We wanted to take the opportunity to inform you of a major change in Florida law which has eliminated the statutory caps for non-economic (pain and suffering damages) in medical malpractice cases resulting in death. On March 13, 2014, the Supreme Court of Florida, in Estate of McCall v. U.S. 2014 WL 959180 (Fla.2014), held that the cap on wrongful death noneconomic damages in medical malpractice actions imposed by section 766.118, Florida Statutes, violates the Equal Protection Clause of the Florida Constitution.

=====

Task set:
A – In the notice about Florida medical malpractice law, which section of the Florida Statutes imposed the cap that the court struck down?
B – Pick up the notice on Florida's malpractice damage caps after its final sentence and write how it continues.

Recorded data:

=====

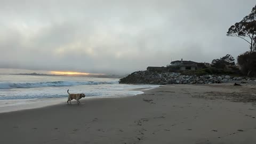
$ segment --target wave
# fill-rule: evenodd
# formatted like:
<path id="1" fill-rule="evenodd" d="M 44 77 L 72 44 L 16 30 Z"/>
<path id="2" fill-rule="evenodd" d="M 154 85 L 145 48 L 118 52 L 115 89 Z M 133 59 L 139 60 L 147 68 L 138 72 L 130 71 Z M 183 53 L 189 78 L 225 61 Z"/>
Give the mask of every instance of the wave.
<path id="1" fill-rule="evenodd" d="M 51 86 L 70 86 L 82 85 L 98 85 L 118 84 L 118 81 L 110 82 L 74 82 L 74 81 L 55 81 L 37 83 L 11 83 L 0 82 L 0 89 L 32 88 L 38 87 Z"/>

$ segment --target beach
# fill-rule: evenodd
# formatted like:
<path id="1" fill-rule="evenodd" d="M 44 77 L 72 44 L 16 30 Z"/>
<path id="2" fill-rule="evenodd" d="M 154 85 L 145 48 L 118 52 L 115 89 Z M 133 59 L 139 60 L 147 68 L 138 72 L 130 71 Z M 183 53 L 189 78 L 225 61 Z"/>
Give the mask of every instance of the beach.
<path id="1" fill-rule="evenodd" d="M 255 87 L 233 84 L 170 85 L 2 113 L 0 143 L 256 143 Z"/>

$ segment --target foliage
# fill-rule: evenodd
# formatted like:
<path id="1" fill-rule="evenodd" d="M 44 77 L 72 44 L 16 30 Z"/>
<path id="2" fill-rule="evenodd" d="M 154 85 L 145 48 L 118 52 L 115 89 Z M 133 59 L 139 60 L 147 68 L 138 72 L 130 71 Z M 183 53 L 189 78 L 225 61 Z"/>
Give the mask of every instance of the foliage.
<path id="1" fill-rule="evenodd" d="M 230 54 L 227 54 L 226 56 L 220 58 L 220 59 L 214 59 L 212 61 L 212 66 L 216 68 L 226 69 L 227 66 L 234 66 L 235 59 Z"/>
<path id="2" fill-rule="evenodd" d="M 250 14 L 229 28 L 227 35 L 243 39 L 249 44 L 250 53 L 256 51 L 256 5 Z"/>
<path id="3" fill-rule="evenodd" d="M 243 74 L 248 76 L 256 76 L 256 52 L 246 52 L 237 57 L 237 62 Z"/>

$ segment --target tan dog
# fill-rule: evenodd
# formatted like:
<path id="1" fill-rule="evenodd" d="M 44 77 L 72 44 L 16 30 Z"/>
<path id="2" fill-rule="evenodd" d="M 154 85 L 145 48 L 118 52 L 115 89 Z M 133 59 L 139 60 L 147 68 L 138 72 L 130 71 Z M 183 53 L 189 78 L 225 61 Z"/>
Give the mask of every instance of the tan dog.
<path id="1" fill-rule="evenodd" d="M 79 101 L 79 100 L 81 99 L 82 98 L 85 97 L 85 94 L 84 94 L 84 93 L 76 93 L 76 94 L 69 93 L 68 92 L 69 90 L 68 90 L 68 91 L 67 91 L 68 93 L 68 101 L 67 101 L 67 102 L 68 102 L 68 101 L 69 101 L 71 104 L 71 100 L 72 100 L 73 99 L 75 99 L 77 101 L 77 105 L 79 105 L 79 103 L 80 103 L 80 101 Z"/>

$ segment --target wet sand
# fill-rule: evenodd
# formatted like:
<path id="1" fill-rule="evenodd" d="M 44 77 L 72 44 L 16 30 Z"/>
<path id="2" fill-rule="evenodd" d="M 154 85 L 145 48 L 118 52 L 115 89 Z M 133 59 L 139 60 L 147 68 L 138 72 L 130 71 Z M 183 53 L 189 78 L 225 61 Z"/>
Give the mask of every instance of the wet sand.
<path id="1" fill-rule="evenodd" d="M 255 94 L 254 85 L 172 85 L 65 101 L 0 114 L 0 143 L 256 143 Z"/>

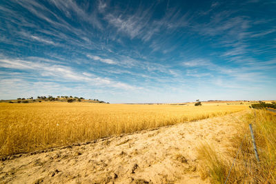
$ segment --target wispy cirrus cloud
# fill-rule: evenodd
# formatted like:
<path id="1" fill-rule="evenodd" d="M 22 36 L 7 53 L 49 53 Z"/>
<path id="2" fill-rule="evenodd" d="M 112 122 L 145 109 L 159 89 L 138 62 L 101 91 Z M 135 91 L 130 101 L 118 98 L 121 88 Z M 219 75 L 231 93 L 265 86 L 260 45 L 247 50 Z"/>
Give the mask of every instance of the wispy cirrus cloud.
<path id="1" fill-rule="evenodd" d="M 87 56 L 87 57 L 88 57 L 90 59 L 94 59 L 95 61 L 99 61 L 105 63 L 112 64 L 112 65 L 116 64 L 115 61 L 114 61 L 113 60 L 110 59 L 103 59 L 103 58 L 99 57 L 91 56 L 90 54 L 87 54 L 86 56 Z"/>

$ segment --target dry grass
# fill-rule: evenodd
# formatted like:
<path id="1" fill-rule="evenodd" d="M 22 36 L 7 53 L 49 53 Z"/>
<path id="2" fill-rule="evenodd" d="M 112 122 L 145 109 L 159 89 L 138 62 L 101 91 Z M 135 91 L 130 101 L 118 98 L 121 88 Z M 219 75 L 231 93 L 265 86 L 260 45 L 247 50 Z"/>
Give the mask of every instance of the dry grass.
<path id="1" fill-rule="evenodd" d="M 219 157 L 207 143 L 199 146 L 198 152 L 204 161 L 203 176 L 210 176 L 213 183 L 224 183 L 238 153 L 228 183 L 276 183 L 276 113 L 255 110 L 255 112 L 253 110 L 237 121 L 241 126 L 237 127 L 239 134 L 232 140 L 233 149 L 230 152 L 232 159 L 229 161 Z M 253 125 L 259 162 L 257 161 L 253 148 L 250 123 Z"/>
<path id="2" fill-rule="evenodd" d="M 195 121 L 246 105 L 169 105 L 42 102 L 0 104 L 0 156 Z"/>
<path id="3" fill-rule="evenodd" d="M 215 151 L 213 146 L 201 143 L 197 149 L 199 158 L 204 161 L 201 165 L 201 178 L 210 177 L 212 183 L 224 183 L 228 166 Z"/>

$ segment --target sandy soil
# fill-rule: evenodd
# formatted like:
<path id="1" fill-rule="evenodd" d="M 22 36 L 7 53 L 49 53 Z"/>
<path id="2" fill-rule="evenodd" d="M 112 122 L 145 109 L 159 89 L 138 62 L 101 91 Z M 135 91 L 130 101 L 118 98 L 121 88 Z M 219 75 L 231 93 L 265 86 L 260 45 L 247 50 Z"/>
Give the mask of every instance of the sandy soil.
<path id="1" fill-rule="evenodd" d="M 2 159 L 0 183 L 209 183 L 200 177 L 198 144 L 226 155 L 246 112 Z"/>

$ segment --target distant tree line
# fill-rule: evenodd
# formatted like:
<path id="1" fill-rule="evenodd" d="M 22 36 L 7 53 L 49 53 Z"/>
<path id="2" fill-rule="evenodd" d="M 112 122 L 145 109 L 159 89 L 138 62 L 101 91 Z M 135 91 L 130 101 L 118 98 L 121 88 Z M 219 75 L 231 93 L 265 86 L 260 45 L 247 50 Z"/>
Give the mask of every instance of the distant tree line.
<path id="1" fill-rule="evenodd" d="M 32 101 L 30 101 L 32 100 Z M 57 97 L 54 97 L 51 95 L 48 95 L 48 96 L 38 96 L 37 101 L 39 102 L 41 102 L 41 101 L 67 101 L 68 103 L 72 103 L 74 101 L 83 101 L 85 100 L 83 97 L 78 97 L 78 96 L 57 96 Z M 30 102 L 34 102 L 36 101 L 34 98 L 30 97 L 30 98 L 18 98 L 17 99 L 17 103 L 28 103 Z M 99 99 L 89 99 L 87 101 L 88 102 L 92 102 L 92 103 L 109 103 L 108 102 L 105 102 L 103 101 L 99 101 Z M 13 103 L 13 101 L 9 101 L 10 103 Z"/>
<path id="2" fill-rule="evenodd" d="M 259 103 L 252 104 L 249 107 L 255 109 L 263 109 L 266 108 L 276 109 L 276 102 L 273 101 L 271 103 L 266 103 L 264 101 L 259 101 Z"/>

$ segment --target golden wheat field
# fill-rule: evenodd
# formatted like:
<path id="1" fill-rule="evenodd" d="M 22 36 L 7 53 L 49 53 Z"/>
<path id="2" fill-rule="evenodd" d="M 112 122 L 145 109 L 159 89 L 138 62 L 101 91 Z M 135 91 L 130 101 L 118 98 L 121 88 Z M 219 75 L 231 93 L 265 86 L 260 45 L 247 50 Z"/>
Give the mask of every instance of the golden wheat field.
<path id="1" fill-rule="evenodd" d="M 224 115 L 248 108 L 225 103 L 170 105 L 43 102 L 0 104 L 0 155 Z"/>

=====

Results by task:
A – Section 766.118, Florida Statutes.

B –
In reaching this decision, the Supreme Court of Florida applied a rational basis test in which it found that the differing treatment of malpractice claimants based on the number of claimants is arbitrary and rejected the prior findings of the Florida legislature regarding the existence of a legitimate state interest due to a medical malpractice insurance crisis resulting in Florida physicians discontinuing their practice or refusing to perform high-risk procedures, due to the increase in medical liability insurance premiums. Although the Supreme Court of Florida declined to answer certified questions addressing the caps in a more general nature, which would have necessarily included medical practice cases which did not result in death, on the basis that such answers would be impermissible advisory opinions, we believe that the court’s findings in McCall has laid an excellent foundation for challenges to the existence of the caps in their entirety. We would anticipate such a challenge in any case in Florida where a request for a reduction of a verdict based on the non-economic damages caps is requested.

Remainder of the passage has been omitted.